◆ **Extracted text**:
▼▼▼

Nelson pro-life activist Jim Demers has been dealt a setback in his ongoing challenge of British Columbia’s “bubble zone” law.

In a unanimous decision, the British Columbia Court of Appeal upheld the province’s prohibition of protest in the vicinity of abortion clinics, as well as at the homes and offices of abortionists.

The Access to Abortion Services Act makes it illegal to “engage in sidewalk interference, protest, beset, or physically interfere” with abortion services.

Demers was charged in 1996, while standing blindfolded in front of the Everywoman’s Clinic in Vancouver. He held a sign that quoted the United Nations’ International Covenant on Civil and Political Rights, Article 6, section 1: “Every human being has the inherent right to life.”

He was convicted in 1997 and received a suspended sentence in 1998. At the time, Demers told The B.C. Catholic, “In the past I’ve fouled it up procedurally, but I’m getting better at it.”

The action is part of a history of related events. Demers has been arrested in Nelson, Edmonton, Vancouver, and Seattle since 1984. In 1985 he destroyed a machine used for abortions at Nelson’s Kootenay Lake District Hospital, converting it into a display trolley for pro-life literature.

The Court of Appeal’s Jan. 17 ruling rejected Demers’s argument that the unborn child must be included in the meaning of the word “everyone” in Section 7 of the Charter of Rights and Freedoms. This section, Demers argued, guarantees children the right to life, liberty, and security of the person while in their mothers’ wombs.

In the reasons for judgement, Justice Richard Low noted that such a finding would render abortion unconstitutional.

“To interpret the Charter in that manner,” he wrote, “would require clear and unambiguous language within the Charter itself and no such language is to be found in the Charter.”

At trial, Demers’s lawyer, Prof. J.C. Tuomala of Montgomery, Ala., argued that a proper interpretation of Section 7 should be based on divine law.

“He says that God’s law dictates that the human fetus is a person with a right to life confirmed by s.7 of the Charter,” Justice Low wrote. “It is implicit in this argument that the god referred to is the Christian god.”

▲▲▲

◆ **What you need to do**: Please quote the passage of the court ruling text from "The action is" up to and including "for pro-life literature.", word for word.

◆ **Supplied data**:

▼▼▼

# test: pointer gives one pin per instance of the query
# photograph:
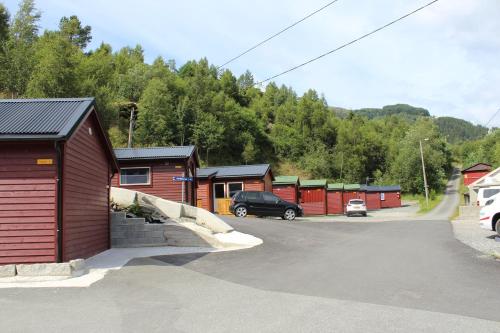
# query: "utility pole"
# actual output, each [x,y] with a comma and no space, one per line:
[131,125]
[425,177]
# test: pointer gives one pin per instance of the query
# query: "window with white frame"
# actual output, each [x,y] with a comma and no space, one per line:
[135,176]
[232,188]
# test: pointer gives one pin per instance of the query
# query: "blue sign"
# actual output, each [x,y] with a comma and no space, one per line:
[182,179]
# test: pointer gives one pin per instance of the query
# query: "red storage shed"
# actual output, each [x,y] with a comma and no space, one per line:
[475,172]
[216,185]
[390,196]
[313,196]
[287,188]
[335,198]
[56,164]
[165,172]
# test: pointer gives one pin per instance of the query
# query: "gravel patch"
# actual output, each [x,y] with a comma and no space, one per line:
[470,233]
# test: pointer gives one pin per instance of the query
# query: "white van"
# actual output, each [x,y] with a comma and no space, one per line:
[486,193]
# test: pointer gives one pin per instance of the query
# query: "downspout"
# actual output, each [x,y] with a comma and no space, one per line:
[59,152]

▲▲▲

◆ **The completed task**:
The action is part of a history of related events. Demers has been arrested in Nelson, Edmonton, Vancouver, and Seattle since 1984. In 1985 he destroyed a machine used for abortions at Nelson’s Kootenay Lake District Hospital, converting it into a display trolley for pro-life literature.